__WHAT IS EXPECTED__. Convert the lines into a Markdown table with the columns Row and Line, beginning with the line that contains "If it's not too much trouble, please detect the plant" and continuing through the line that contains "xmin=92 ymin=99 xmax=195 ymax=268", with both of those lines included and any blank lines omitted.

__DATA__.
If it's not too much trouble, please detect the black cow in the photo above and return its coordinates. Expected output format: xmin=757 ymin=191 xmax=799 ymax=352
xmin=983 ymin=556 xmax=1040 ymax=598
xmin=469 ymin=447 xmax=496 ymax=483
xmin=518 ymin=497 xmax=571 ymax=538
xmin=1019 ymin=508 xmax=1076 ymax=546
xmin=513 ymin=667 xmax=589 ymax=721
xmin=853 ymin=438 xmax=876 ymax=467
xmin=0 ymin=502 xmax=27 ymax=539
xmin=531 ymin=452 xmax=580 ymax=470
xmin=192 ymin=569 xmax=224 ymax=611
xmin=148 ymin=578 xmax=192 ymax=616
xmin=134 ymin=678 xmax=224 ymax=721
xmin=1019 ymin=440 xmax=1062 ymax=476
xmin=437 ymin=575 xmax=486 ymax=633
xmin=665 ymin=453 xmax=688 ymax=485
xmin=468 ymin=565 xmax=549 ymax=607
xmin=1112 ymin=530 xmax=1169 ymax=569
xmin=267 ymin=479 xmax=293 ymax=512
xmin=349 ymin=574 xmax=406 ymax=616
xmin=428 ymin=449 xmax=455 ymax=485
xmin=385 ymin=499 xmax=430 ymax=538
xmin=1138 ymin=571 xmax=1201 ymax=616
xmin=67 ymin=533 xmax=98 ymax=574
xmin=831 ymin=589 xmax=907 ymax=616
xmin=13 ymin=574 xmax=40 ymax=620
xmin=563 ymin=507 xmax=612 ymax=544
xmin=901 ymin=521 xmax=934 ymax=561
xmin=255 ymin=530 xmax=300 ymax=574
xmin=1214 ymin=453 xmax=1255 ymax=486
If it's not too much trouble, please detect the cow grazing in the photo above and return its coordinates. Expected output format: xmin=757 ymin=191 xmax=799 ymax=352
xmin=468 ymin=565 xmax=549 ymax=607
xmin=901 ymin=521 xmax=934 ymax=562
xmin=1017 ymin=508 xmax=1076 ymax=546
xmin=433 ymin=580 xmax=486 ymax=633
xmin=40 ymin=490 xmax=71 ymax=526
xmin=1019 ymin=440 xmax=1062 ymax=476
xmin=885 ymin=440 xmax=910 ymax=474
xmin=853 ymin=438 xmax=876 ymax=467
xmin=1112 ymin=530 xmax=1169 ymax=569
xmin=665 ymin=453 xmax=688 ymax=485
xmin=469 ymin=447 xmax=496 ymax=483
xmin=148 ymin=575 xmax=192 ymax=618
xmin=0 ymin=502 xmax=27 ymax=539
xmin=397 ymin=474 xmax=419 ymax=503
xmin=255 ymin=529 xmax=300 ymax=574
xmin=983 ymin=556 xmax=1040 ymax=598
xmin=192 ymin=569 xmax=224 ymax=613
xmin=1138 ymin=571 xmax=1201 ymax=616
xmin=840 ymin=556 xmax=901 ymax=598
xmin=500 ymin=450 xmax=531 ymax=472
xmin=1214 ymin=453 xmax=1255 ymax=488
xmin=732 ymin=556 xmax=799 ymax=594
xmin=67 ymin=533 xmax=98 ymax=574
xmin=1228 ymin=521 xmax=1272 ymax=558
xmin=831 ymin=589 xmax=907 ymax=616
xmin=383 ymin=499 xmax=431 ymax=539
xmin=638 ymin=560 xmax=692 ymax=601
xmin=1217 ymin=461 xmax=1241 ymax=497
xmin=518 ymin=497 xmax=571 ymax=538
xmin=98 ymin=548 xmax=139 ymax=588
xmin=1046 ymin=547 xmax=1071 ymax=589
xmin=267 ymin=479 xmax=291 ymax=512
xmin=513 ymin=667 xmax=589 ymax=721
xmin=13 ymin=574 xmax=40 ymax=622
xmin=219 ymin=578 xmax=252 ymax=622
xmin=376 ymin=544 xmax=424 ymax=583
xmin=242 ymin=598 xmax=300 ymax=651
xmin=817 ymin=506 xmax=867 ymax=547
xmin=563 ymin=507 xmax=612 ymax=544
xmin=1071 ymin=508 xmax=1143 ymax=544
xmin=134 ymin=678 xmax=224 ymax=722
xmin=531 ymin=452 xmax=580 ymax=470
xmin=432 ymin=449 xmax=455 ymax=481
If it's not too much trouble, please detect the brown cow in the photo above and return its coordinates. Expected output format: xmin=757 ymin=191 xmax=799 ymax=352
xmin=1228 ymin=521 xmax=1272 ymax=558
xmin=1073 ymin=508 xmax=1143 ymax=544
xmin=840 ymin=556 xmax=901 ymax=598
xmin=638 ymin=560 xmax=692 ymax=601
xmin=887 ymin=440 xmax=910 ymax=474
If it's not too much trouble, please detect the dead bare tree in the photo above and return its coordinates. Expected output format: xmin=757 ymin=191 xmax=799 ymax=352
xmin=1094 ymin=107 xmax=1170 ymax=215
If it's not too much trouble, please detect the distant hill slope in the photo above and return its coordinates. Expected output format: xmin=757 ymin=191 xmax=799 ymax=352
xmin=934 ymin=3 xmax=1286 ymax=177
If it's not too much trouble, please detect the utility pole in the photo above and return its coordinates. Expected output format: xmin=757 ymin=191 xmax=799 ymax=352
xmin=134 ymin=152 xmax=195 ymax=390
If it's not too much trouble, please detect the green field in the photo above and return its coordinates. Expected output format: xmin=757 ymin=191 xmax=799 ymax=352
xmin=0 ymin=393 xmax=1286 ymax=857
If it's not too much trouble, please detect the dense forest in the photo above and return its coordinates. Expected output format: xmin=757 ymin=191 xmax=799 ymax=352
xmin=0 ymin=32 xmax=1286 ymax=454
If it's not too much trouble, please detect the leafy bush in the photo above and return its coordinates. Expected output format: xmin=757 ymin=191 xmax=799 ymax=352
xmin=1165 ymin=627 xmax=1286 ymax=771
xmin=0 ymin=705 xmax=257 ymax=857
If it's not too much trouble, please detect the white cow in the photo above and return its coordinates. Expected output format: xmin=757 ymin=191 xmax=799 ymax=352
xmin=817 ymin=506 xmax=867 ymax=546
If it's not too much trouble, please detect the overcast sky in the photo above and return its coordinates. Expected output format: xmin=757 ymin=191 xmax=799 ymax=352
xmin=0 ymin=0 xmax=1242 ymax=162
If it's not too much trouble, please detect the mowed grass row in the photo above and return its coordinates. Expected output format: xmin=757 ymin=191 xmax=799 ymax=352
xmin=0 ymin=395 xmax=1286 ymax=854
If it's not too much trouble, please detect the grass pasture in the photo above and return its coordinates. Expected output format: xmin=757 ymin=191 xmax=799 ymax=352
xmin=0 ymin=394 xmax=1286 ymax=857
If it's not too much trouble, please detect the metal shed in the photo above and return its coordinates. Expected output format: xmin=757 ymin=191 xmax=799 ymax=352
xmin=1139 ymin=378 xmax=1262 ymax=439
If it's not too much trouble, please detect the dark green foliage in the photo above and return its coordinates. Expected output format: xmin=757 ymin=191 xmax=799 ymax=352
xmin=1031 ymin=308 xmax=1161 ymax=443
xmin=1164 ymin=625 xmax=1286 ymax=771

---

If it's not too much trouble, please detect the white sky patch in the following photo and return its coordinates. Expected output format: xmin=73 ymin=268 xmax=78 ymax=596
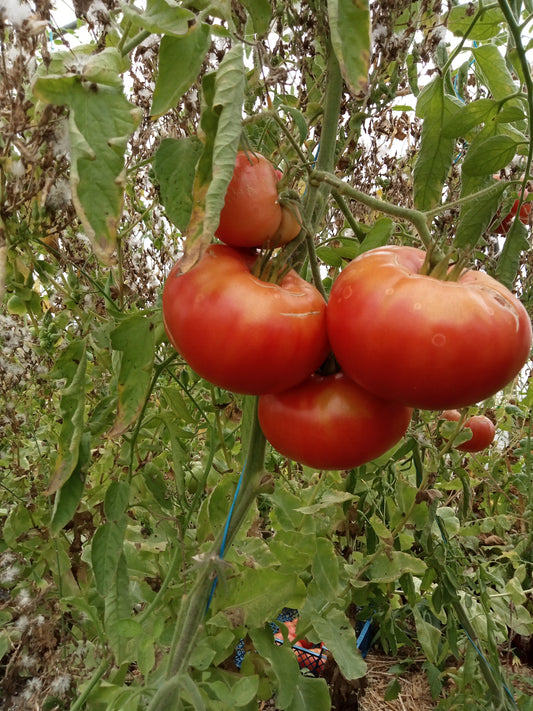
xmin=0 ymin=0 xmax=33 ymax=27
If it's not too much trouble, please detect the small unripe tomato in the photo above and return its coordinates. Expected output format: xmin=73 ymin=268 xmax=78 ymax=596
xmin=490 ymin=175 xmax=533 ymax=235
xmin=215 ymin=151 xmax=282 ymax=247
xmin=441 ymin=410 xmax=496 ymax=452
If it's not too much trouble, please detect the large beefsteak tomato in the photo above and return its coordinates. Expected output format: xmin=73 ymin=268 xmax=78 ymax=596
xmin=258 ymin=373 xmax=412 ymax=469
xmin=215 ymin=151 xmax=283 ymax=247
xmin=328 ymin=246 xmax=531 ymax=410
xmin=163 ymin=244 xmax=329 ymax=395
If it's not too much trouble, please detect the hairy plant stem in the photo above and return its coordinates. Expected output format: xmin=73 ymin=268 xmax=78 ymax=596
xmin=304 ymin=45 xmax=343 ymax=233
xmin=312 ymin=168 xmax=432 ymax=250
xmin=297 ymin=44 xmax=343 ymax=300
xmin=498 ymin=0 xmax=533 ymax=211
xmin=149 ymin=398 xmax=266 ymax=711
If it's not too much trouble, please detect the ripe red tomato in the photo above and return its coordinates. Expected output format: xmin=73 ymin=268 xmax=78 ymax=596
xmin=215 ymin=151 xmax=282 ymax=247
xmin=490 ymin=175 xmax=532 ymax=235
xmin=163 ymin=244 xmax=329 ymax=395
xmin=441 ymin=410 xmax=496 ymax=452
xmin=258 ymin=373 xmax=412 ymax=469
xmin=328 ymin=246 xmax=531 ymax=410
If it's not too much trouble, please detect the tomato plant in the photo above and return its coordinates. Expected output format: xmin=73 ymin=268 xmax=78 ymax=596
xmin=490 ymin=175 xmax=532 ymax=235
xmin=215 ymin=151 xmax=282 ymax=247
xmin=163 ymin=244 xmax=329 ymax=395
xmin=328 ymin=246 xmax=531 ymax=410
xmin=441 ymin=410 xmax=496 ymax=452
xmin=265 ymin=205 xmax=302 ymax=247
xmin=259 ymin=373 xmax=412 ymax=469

---

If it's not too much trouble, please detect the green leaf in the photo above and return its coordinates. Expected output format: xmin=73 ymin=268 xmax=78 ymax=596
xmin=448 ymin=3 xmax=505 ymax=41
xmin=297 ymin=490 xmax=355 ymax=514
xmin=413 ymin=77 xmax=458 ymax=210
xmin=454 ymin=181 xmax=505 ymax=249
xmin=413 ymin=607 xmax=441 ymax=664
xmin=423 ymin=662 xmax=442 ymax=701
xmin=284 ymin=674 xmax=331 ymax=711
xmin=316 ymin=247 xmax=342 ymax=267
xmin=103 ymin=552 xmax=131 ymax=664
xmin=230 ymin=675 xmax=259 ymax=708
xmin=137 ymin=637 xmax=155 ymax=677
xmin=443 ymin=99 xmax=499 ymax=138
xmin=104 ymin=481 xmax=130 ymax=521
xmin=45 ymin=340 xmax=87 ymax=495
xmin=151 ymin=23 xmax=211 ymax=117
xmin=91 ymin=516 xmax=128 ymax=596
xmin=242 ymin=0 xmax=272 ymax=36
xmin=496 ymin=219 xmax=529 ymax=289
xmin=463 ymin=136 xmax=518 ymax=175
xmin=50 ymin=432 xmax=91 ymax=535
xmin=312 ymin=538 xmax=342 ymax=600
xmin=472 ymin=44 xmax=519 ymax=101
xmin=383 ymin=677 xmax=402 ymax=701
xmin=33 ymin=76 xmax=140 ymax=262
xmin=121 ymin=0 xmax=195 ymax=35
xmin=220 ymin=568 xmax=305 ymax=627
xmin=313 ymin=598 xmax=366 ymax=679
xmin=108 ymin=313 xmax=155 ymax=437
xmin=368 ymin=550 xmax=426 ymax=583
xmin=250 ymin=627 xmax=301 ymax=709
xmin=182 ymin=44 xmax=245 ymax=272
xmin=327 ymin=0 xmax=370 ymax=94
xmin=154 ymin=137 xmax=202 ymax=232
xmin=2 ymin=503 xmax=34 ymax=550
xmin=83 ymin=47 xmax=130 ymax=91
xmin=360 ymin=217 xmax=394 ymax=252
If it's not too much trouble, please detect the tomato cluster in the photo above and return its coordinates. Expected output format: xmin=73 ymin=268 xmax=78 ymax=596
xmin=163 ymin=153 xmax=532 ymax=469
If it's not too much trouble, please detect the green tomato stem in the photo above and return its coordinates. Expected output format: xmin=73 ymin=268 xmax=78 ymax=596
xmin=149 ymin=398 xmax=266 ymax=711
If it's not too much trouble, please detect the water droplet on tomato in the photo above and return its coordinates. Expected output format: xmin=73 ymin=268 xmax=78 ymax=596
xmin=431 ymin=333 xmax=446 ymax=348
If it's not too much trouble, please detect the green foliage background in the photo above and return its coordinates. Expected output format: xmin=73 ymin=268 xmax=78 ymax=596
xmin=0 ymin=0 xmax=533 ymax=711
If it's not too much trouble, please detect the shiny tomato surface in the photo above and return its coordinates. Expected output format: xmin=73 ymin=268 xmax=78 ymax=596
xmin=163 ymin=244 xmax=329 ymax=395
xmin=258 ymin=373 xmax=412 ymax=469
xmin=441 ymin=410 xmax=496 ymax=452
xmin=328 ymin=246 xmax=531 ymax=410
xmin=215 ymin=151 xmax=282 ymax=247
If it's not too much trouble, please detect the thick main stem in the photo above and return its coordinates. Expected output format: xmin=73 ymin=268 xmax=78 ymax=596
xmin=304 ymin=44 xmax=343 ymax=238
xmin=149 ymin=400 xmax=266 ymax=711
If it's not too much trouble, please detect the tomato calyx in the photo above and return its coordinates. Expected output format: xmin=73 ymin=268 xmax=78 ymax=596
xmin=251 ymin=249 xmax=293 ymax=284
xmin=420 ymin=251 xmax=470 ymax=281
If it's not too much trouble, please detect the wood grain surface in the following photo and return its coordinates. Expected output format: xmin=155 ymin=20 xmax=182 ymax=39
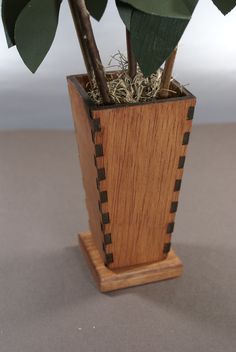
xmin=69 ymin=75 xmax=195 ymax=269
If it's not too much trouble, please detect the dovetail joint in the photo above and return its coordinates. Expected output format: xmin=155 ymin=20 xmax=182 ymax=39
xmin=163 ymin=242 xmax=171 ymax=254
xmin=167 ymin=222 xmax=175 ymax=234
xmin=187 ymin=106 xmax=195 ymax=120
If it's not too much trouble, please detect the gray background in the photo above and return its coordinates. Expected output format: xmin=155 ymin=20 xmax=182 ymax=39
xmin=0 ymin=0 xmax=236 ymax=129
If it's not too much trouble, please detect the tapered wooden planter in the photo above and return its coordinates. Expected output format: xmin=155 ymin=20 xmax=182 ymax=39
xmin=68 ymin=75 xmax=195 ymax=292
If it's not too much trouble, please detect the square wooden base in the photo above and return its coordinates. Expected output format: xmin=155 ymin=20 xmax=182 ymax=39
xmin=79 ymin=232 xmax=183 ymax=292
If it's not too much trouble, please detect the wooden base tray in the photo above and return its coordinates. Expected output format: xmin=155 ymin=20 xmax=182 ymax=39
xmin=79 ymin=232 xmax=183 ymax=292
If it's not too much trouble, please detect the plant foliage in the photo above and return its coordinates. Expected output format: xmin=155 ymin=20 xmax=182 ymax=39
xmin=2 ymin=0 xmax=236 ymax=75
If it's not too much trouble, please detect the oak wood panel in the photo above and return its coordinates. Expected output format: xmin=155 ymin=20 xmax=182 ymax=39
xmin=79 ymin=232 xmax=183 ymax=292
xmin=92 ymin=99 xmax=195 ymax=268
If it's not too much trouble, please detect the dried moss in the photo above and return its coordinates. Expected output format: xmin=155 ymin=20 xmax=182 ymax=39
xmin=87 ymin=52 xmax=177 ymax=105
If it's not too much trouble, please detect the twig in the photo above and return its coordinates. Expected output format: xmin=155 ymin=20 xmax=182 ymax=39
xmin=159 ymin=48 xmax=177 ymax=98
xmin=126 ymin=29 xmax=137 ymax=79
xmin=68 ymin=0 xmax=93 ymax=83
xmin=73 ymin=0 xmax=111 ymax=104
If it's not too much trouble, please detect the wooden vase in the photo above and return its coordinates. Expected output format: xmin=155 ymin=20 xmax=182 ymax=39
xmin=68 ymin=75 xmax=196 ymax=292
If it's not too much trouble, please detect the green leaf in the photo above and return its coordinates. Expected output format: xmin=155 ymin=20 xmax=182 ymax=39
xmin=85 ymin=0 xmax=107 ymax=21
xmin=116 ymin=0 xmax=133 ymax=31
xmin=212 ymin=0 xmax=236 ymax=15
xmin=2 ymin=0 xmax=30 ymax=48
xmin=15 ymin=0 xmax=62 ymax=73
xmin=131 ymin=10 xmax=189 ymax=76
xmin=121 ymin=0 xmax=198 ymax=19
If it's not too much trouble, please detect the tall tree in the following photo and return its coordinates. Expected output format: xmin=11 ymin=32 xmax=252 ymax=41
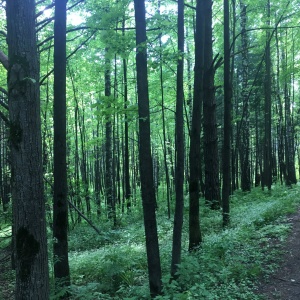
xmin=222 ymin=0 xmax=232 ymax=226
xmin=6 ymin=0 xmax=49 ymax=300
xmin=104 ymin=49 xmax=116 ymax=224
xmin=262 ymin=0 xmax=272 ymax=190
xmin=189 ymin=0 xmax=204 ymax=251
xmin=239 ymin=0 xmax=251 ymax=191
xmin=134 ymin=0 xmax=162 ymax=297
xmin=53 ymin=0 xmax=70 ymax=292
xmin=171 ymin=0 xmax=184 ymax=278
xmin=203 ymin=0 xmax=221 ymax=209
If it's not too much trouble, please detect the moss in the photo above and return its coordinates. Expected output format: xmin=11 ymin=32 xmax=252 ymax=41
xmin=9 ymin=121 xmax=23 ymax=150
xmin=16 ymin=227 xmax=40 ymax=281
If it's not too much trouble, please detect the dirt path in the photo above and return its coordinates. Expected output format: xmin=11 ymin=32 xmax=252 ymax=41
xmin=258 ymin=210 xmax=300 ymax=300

__WRITTEN RESPONSE__.
| Row | Line |
|---|---|
| 1 | If it's not too much trouble, please detect the plant foliage in the photo above and return its coordinates. Expected output format: xmin=155 ymin=20 xmax=182 ymax=39 |
| 2 | xmin=2 ymin=0 xmax=236 ymax=75 |
| 3 | If it's not too much trouble, please detect the oak wood panel in the photo above and return its coordinates. Expected output format: xmin=155 ymin=20 xmax=182 ymax=39 |
| 4 | xmin=79 ymin=232 xmax=183 ymax=292 |
| 5 | xmin=92 ymin=99 xmax=195 ymax=268 |